- [AIM OF THE EXERCISE]: Pull out every line of the listing below that contains the word "annotate" and copy each of those lines in full.

================================

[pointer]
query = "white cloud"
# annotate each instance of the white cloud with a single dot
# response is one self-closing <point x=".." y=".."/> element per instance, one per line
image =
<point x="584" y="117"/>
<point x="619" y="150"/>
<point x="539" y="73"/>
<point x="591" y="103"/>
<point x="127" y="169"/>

================================

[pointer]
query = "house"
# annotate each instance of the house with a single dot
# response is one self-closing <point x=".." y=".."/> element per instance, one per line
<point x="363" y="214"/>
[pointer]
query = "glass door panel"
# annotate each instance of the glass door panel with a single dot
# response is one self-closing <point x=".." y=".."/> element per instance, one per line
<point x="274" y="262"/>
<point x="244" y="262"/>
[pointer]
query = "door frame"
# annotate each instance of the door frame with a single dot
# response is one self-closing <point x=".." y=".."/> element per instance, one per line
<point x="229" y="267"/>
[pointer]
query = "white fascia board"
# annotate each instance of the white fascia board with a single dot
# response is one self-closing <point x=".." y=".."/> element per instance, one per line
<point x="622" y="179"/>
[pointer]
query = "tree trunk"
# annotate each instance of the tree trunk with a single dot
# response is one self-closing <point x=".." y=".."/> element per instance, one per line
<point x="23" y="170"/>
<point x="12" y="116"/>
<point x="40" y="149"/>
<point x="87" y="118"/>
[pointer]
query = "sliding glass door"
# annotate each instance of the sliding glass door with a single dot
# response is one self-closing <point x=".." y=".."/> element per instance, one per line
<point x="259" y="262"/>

================================

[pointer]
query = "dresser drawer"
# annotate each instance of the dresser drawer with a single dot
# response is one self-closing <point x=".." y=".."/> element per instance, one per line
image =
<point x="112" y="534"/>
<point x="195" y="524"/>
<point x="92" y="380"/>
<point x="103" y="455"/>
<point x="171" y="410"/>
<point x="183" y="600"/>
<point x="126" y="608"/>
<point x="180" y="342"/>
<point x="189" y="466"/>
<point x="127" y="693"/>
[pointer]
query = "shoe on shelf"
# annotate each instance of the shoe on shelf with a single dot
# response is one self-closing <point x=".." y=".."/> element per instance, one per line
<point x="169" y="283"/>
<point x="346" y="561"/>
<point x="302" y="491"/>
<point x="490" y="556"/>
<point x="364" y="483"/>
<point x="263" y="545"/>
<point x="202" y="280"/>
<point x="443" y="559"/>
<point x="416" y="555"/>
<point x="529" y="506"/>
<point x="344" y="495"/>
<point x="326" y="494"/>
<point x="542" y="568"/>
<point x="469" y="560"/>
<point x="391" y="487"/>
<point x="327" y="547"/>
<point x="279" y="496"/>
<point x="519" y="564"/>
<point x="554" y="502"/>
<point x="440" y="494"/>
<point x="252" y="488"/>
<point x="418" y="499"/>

================================

- [SOLVED EXERCISE]:
# annotate each instance of the white cloud with a single dot
# annotate each instance of the house with a single dot
# annotate each instance of the glass door panel with a single dot
# annotate each instance of the door frame with a single dot
# annotate each instance of the white fascia board with a single dot
# annotate each instance of the tree trunk with a single dot
# annotate each instance of the sliding glass door with a single dot
# annotate each instance of the dresser drawer with a single dot
# annotate each instance of the shoe on shelf with a single dot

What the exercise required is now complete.